Convert the lines of all the items below into a JSON list of strings, one string per line, with blank lines omitted. Leave the pictures out of the list.

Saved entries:
═══
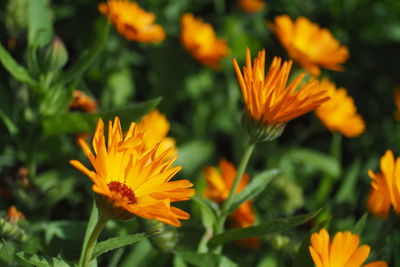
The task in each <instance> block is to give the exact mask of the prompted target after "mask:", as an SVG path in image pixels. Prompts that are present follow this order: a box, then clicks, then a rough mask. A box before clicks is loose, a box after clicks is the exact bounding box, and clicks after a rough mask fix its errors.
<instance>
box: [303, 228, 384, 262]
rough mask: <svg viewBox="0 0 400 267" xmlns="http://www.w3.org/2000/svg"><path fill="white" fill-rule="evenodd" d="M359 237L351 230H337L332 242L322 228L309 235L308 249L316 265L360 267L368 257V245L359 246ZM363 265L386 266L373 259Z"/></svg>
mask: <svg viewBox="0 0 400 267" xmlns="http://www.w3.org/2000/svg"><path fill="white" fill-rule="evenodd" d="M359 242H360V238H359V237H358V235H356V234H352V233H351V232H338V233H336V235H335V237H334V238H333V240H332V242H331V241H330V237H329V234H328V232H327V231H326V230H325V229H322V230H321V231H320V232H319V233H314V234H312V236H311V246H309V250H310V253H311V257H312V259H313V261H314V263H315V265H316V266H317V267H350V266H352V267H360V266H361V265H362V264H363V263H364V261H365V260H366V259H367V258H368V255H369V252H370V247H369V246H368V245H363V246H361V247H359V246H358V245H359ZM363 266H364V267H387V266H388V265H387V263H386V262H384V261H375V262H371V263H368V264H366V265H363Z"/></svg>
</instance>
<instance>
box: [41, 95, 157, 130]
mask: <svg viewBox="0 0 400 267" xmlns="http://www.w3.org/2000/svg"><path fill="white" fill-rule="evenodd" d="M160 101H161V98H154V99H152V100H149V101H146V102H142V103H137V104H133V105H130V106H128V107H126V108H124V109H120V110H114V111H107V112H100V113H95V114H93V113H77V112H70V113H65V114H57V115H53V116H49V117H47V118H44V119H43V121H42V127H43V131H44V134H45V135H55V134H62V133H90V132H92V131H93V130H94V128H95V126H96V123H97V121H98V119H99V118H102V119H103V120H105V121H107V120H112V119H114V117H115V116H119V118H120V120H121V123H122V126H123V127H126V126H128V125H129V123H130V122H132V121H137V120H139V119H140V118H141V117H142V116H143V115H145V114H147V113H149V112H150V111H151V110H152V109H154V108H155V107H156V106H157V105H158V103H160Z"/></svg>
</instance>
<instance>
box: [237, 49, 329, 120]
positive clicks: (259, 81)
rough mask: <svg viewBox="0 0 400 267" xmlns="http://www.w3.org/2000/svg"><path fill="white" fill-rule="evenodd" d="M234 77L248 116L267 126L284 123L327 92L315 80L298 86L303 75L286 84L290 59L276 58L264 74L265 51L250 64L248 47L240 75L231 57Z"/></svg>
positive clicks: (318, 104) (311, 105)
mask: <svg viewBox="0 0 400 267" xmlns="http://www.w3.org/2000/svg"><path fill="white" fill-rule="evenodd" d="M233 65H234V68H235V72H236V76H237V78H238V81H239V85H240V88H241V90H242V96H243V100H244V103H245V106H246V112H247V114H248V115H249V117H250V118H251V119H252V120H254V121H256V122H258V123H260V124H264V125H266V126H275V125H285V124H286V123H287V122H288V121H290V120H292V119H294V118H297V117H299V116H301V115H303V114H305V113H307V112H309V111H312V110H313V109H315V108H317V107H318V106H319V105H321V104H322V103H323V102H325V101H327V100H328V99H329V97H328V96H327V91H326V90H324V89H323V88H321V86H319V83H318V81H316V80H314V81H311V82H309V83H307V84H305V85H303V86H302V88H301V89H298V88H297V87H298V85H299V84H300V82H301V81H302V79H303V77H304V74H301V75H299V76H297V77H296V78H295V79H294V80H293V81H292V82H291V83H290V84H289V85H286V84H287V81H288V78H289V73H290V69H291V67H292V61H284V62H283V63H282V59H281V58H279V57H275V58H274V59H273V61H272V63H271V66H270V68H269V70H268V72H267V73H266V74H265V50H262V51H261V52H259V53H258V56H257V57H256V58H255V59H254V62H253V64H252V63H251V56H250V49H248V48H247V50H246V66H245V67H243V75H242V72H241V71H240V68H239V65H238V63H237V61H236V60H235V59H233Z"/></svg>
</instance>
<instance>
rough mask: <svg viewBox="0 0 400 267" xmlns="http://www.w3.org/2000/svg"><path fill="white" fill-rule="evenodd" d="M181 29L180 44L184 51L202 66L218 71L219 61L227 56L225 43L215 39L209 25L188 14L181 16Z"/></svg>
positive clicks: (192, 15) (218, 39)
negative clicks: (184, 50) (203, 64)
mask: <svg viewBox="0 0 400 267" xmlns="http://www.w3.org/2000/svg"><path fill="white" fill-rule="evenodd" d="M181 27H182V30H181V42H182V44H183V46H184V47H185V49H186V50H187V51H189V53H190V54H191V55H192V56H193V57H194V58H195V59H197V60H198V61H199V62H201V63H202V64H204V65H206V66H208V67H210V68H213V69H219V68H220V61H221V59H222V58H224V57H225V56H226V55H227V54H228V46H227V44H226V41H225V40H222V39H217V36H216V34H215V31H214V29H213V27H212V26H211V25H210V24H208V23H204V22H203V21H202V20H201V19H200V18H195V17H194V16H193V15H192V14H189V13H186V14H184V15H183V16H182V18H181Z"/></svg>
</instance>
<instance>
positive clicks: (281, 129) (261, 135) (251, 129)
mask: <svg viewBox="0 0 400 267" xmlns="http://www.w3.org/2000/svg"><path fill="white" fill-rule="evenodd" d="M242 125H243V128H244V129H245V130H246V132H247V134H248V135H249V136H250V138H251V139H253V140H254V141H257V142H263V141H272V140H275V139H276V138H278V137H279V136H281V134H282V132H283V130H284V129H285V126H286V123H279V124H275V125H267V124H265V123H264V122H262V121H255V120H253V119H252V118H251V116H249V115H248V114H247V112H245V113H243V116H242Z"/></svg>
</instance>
═══
**Solution:**
[
  "The task in each <instance> block is to give the exact mask of the prompted target after \"mask:\", as an SVG path in image pixels. Prompts that are present follow this order: a box, then clicks, then a rough mask. A box before clicks is loose, a box after clicks is the exact bounding box, and clicks after a rough mask fix its errors.",
  "<instance>",
  "box: [303, 228, 384, 262]",
  "rough mask: <svg viewBox=\"0 0 400 267\" xmlns=\"http://www.w3.org/2000/svg\"><path fill=\"white\" fill-rule=\"evenodd\" d=\"M359 237L351 230H337L332 242L322 228L309 235L308 249L316 265L360 267L368 257V245L359 246ZM363 265L386 266L373 259Z\"/></svg>",
  "mask: <svg viewBox=\"0 0 400 267\" xmlns=\"http://www.w3.org/2000/svg\"><path fill=\"white\" fill-rule=\"evenodd\" d=\"M359 242H360V238H359V237H358V235H356V234H352V233H351V232H338V233H336V235H335V237H334V238H333V240H332V242H331V241H330V237H329V234H328V232H327V231H326V230H325V229H322V230H321V231H320V232H319V233H314V234H312V236H311V246H309V250H310V253H311V257H312V259H313V261H314V263H315V265H316V266H317V267H350V266H352V267H360V266H361V265H362V264H363V263H364V261H365V260H366V259H367V258H368V255H369V252H370V247H369V246H368V245H363V246H361V247H359V246H358V245H359ZM363 266H364V267H387V266H388V265H387V263H386V262H384V261H375V262H371V263H368V264H366V265H363Z\"/></svg>",
  "</instance>",
  "<instance>",
  "box: [41, 95, 157, 130]",
  "mask: <svg viewBox=\"0 0 400 267\" xmlns=\"http://www.w3.org/2000/svg\"><path fill=\"white\" fill-rule=\"evenodd\" d=\"M160 101H161V98H154V99H152V100H149V101H146V102H142V103H137V104H133V105H130V106H128V107H126V108H124V109H120V110H114V111H107V112H100V113H95V114H93V113H77V112H70V113H65V114H57V115H53V116H49V117H47V118H44V119H43V121H42V127H43V131H44V134H45V135H55V134H62V133H90V132H92V131H93V130H94V128H95V126H96V123H97V121H98V119H99V118H102V119H103V120H105V121H107V120H112V119H114V117H115V116H119V118H120V120H121V123H122V126H123V127H126V126H128V125H129V123H130V122H132V121H137V120H139V119H140V118H141V117H142V116H143V115H145V114H147V113H149V112H150V111H151V110H152V109H154V108H155V107H156V106H157V105H158V103H160Z\"/></svg>",
  "</instance>",
  "<instance>",
  "box: [237, 49, 329, 120]",
  "positive clicks: (259, 81)",
  "rough mask: <svg viewBox=\"0 0 400 267\" xmlns=\"http://www.w3.org/2000/svg\"><path fill=\"white\" fill-rule=\"evenodd\" d=\"M234 77L248 116L267 126L284 123L327 92L315 80L298 86L303 75L286 84L290 59L276 58L264 74L265 51L250 64L248 47L240 75L231 57Z\"/></svg>",
  "positive clicks: (318, 104) (311, 105)",
  "mask: <svg viewBox=\"0 0 400 267\" xmlns=\"http://www.w3.org/2000/svg\"><path fill=\"white\" fill-rule=\"evenodd\" d=\"M233 65H234V68H235V72H236V76H237V78H238V81H239V85H240V88H241V90H242V96H243V100H244V103H245V106H246V112H247V114H248V115H249V117H250V118H251V119H252V120H254V121H256V122H258V123H260V124H264V125H266V126H275V125H285V124H286V123H287V122H288V121H290V120H292V119H294V118H297V117H299V116H301V115H303V114H305V113H307V112H309V111H312V110H313V109H315V108H317V107H318V106H319V105H321V104H322V103H323V102H325V101H327V100H328V99H329V97H328V96H327V91H326V90H324V89H323V88H321V86H319V83H318V81H316V80H314V81H311V82H309V83H307V84H305V85H303V86H302V88H301V89H298V88H297V87H298V85H299V84H300V82H301V81H302V79H303V77H304V74H301V75H299V76H297V77H296V78H295V79H294V80H293V81H292V82H291V83H290V84H289V85H286V84H287V81H288V78H289V73H290V69H291V67H292V61H284V62H283V63H282V59H281V58H279V57H275V58H274V59H273V61H272V63H271V66H270V68H269V70H268V72H267V73H266V74H265V50H262V51H261V52H259V53H258V56H257V57H256V58H255V59H254V62H253V64H252V63H251V56H250V49H248V48H247V50H246V66H245V67H243V75H242V72H241V71H240V68H239V65H238V63H237V61H236V60H235V59H233Z\"/></svg>",
  "</instance>",
  "<instance>",
  "rough mask: <svg viewBox=\"0 0 400 267\" xmlns=\"http://www.w3.org/2000/svg\"><path fill=\"white\" fill-rule=\"evenodd\" d=\"M181 29L180 44L184 51L202 66L218 71L219 61L227 56L225 43L215 39L209 25L188 14L181 16Z\"/></svg>",
  "positive clicks: (192, 15) (218, 39)",
  "negative clicks: (184, 50) (203, 64)",
  "mask: <svg viewBox=\"0 0 400 267\" xmlns=\"http://www.w3.org/2000/svg\"><path fill=\"white\" fill-rule=\"evenodd\" d=\"M181 27H182V30H181V42H182V44H183V46H184V47H185V49H186V50H187V51H189V53H190V54H191V55H192V56H193V57H194V58H195V59H197V60H198V61H199V62H201V63H202V64H204V65H206V66H208V67H210V68H213V69H219V68H220V61H221V59H222V58H224V57H225V56H226V55H227V54H228V46H227V44H226V41H225V40H222V39H217V36H216V34H215V31H214V29H213V27H212V26H211V25H210V24H208V23H204V22H203V21H202V20H201V19H200V18H195V17H194V16H193V15H192V14H189V13H186V14H184V15H183V16H182V18H181Z\"/></svg>",
  "</instance>",
  "<instance>",
  "positive clicks: (281, 129) (261, 135) (251, 129)",
  "mask: <svg viewBox=\"0 0 400 267\" xmlns=\"http://www.w3.org/2000/svg\"><path fill=\"white\" fill-rule=\"evenodd\" d=\"M242 125H243V128H244V129H245V130H246V132H247V134H248V135H249V136H250V138H251V139H253V140H254V141H257V142H263V141H272V140H275V139H276V138H278V137H279V136H281V134H282V132H283V130H284V129H285V126H286V123H279V124H275V125H267V124H265V123H264V122H262V121H255V120H253V119H252V118H251V116H249V115H248V114H247V112H245V113H243V116H242Z\"/></svg>",
  "</instance>"
]